=== ТЕКСТ ДЛЯ ЧТЕНИЯ ===

В дневнике П.Н.Лукницкого зафиксирована более пространная версия, из которой следует, что Николай Степанович все-таки спросил: «Ты выйдешь замуж? Ты любишь?» А.А. ответила: «Да». – «Кто же он?» – «Шилейко». Николай Степанович не поверил: «Не может быть. Ты скрываешь, я не верю, что это Шилейко». Анна Андреевна повторила: да, замуж, да, за Вольдемара Казимировича. Обескураженный Гумилев тут же ушел, хотя Валя уговаривала остаться: с набережной слышалась пальба. Утром, однако, заявился как ни в чем не бывало. Видимо, заподозрил, что жена куражится, наказывает за парижские грехи, а заодно, задним числом, за Татьяну Адамович и Ларису Рейснер. Был весел, достал из внутреннего кармана плаща букетик мятых подснежников. Включившись в игру, Анна предложила проверить сказанное у жениха. Трамваи отсутствовали, шли пешком. Всю дорогу дурачились. Гумилев предлагал себя в шаферы, Анна обещала, что пригласит на свадебный пир, если он раздобудет фунт довоенного шоколада.

=== СТРОКИ ===

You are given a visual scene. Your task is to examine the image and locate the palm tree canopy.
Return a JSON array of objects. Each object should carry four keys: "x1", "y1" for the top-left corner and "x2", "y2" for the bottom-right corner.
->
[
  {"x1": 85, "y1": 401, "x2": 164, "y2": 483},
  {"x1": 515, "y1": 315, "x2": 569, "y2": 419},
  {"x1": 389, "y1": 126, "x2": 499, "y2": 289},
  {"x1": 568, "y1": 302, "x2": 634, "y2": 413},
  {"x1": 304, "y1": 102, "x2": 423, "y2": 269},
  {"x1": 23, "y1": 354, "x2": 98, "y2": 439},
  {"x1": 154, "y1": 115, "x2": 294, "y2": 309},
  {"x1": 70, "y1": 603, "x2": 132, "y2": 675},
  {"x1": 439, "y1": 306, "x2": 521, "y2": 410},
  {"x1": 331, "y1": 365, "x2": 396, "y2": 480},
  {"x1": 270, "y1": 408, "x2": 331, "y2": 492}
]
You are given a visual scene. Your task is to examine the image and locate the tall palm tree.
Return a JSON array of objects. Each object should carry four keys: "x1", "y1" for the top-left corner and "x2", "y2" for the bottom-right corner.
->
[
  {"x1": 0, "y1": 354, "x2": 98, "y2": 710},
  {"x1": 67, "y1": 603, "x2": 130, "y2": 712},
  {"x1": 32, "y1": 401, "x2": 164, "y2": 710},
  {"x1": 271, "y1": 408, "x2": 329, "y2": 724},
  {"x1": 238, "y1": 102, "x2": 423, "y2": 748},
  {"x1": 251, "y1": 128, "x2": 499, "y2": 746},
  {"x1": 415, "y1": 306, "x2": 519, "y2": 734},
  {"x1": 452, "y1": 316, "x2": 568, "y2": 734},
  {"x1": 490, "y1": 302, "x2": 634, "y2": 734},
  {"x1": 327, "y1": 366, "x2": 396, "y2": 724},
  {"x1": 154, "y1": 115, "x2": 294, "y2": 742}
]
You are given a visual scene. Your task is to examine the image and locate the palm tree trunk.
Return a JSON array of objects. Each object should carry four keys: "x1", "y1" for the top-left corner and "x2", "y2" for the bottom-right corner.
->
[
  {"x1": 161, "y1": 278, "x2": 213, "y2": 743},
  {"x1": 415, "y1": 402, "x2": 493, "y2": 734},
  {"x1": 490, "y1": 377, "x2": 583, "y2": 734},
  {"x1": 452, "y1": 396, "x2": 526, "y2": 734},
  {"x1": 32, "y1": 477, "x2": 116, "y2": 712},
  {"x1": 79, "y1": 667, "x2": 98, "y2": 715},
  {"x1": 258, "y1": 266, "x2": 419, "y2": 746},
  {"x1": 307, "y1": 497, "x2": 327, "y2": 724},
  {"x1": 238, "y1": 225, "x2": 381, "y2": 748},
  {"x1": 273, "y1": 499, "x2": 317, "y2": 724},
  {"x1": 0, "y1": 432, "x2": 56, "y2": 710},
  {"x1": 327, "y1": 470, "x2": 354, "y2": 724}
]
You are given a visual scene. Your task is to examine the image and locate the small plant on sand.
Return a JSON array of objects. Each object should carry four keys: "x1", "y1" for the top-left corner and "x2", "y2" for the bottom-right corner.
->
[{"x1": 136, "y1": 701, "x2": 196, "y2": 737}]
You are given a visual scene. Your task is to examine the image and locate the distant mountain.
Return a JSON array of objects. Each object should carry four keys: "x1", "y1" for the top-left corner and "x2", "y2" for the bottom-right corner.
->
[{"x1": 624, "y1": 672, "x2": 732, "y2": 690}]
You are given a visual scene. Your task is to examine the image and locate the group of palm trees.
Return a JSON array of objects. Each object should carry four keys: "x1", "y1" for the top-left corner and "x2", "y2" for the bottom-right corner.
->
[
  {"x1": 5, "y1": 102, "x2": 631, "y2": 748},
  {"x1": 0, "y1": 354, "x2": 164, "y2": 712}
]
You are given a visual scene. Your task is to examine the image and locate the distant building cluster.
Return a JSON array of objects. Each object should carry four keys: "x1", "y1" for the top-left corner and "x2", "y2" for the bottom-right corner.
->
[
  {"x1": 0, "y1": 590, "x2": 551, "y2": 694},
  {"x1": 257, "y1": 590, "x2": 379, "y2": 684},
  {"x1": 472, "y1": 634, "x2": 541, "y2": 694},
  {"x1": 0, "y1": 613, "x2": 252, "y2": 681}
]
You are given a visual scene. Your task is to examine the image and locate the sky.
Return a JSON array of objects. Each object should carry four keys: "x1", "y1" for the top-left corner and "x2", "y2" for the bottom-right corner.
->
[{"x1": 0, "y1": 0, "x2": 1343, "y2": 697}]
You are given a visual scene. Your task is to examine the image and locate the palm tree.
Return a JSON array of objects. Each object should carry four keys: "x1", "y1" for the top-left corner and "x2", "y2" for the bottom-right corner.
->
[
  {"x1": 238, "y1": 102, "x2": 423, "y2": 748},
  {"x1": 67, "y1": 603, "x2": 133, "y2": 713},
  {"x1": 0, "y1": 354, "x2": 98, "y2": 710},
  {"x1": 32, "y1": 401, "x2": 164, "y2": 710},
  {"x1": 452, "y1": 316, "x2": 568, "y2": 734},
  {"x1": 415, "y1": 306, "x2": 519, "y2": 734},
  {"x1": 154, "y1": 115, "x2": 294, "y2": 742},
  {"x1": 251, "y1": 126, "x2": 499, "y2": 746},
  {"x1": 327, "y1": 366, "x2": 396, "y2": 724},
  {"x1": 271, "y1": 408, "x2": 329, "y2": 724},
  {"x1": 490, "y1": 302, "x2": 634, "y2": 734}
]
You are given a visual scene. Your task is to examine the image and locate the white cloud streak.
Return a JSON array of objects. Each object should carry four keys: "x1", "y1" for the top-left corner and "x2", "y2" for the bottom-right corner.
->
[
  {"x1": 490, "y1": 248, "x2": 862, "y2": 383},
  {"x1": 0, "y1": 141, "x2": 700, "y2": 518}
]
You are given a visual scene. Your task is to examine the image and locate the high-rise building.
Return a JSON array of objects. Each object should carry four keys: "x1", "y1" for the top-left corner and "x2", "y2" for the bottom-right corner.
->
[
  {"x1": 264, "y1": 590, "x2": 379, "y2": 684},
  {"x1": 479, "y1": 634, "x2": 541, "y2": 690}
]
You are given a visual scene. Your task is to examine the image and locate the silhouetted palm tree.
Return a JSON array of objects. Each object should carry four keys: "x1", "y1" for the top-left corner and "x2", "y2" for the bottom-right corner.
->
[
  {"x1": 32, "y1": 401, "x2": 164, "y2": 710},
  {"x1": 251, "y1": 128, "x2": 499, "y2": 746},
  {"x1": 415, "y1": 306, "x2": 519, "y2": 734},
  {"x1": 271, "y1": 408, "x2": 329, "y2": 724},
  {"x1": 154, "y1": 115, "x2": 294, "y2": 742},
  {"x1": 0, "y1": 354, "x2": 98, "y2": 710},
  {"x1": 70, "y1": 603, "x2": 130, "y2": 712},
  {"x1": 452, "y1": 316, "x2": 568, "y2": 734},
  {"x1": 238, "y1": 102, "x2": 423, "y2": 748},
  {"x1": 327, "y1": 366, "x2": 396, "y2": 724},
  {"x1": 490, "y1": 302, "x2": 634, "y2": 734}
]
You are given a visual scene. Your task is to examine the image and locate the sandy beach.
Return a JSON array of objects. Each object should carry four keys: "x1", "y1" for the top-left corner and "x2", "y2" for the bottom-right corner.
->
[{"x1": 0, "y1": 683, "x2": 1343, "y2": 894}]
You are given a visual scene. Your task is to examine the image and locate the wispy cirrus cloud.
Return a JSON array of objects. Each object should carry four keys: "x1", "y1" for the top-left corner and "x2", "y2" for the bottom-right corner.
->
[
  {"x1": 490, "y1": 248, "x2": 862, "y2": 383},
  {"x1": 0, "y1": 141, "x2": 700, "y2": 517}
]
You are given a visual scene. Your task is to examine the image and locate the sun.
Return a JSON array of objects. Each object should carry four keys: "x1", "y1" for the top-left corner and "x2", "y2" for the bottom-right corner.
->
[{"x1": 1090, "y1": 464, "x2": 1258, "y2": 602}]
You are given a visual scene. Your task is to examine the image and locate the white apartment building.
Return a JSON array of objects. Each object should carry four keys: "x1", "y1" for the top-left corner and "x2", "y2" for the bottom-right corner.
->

===

• ЗАДАНИЯ
(A) Перепишите без изменений строки листинга: от строки со словами «wispy cirrus cloud.» до конца листинга, обе границы включительно.
(B) Напишите продолжение текста о Гумилеве и Анне Андреевне, начиная после его последнего предложения.

• РЕШЕНИЯ
(A)
You are given a visual scene. Your task is to examine the image and locate the wispy cirrus cloud.
Return a JSON array of objects. Each object should carry four keys: "x1", "y1" for the top-left corner and "x2", "y2" for the bottom-right corner.
->
[
  {"x1": 490, "y1": 248, "x2": 862, "y2": 383},
  {"x1": 0, "y1": 141, "x2": 700, "y2": 517}
]
You are given a visual scene. Your task is to examine the image and locate the sun.
Return a JSON array of objects. Each object should carry four keys: "x1", "y1" for the top-left corner and "x2", "y2" for the bottom-right corner.
->
[{"x1": 1090, "y1": 464, "x2": 1258, "y2": 602}]
You are given a visual scene. Your task is to examine the image and locate the white apartment building.
Return a JSON array of objects. Each object should carry four keys: "x1", "y1" for the top-left corner and "x2", "y2" for the bottom-right corner.
->

(B)
Шилейки дома не оказалось. Сели на скамейку, закурили. Гумилев запрокинул голову:
– Как ты думаешь, здешние липы ровесницы наших, царскосельских, или старше?
Анна, впервые за горькие месяцы берложного пленения, огляделась. И впрямь страшно похоже на Царское! И дворец, и деревья, и овал внутреннего двора…
Возвращавшийся Шилей их не заметил. Анна его окликнула. О чем друзья-соперники говорили, ни Гумилев, ни Шилейко ей не доложили, да Анна и не допытывалась. Вольдемар стал шелковым, не зарычал, когда объявила, что теперь ей приличней пожить у Срезневских и чтобы он там, пока она не позовет, не появлялся. Согласился и на это.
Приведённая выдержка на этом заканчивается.